:: Required work ::
Output the lines of the entries as a JSON list of strings, one string per line and no blank lines. Begin at the line that contains "of the drain" and continue through the end of the entries.

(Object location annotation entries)
§ §

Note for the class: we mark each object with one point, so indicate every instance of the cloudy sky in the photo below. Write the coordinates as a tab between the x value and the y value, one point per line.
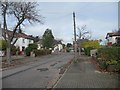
100	18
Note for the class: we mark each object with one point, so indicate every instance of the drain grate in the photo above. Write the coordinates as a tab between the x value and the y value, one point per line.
43	69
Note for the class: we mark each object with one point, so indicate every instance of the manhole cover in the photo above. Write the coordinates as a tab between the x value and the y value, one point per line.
53	64
42	69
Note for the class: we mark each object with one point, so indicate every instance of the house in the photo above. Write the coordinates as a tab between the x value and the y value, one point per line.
58	45
112	38
23	39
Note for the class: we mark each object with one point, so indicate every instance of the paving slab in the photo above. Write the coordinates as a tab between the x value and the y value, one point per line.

§ §

:: Output below ::
[
  "Note for the class: we mark each object with one point, so indicate every instance of the drain grate in the photo above. Write the coordinates as a tab between the x value and the y value, one point per line.",
  "43\t69",
  "Note for the class: we mark each object with one point, so indicate every instance of the manhole cover in the photo above. Write the coordinates as a tab between the x value and the y value, one point per line.",
  "53\t64",
  "42\t69",
  "Note for the class: we mark each object with one point, so indicate every instance of the house in the photo above. Write the coordinates as a tab between the x value and the y value, one point per line.",
  "58\t45",
  "112\t38",
  "23\t39",
  "Note for the class: we mark each object with one point, so indicate every instance of the paving slab in the photo above. Write the coordinates as a tab between the x value and the y value, one point per line."
]